TASK DETAILS:
Print the data exactly. Omit the pictures.
---------- GIVEN ENTRIES
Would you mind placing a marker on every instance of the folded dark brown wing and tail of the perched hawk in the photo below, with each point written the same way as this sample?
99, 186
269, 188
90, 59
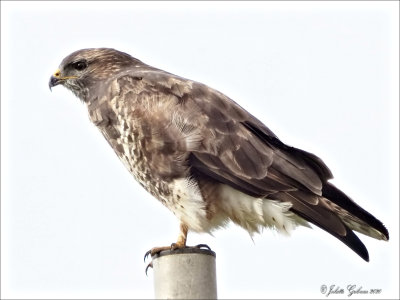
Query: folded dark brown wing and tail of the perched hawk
226, 144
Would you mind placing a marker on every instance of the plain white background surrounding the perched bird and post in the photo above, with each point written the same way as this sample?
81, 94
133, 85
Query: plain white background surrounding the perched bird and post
322, 75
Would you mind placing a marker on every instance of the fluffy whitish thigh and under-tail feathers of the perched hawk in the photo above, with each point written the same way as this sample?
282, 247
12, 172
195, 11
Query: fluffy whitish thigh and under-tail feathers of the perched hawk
253, 214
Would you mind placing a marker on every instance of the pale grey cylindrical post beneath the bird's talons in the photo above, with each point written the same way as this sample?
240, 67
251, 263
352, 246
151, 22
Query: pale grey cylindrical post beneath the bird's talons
187, 273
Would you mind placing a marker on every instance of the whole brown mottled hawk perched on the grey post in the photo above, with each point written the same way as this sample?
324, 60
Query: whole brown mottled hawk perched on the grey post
206, 158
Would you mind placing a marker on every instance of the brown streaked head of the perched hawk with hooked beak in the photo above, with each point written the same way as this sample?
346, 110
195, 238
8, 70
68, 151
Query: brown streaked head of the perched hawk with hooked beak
82, 69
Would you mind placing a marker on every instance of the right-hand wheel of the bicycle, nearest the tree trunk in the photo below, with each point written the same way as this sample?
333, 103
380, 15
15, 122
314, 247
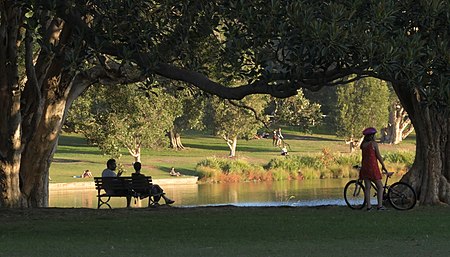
--------------------
TASK ANSWER:
Would you mind placing a marker on every instance of the folded dark brown wing and tail of the perched hawk in the photo below, with each point written the same way as this sample?
99, 186
269, 188
90, 59
Query: folded dark brown wing and tail of the perched hawk
226, 144
Would you mind placing a marker on every instance of the plain white background surrounding the perched bird and post in the photo above, with each point written the same way as this sample?
81, 94
133, 85
Query: plain white background surrounding the perched bird and post
322, 75
Would you mind placing a marker on every instance of the fluffy whitish thigh and under-tail feathers of the perched hawk in the photo above, with each point written the same way as this sample?
282, 247
12, 172
195, 11
Query: fluffy whitish thigh and under-tail feathers of the perched hawk
253, 214
Would you mind placing a marker on every instance of the pale grey cylindrical post beneath the bird's talons in the photo above, with each point written the same way as this sample?
240, 67
251, 263
352, 246
151, 22
Query: pale grey cylindrical post beneath the bird's talons
187, 273
Would you mind placing a marker on every instance of the whole brown mottled hawk perched on the grey post in the photo above, with each point written the same way as this sample?
324, 60
Query: whole brown mottled hawk perched on the grey post
206, 158
Would you mind placing a marker on every instance of the brown streaked head of the perched hawk with hooked beak in the photo above, with each point written the same way as this sample?
346, 110
195, 238
8, 70
68, 151
Query: brown streaked head of the perched hawk with hooked beak
82, 69
Would you mind placing a marker on every instance of the right-hand wheel of the bicycle, nearest the tree trunk in the photo below, with each point written the same way as this sample?
333, 103
380, 15
15, 122
314, 247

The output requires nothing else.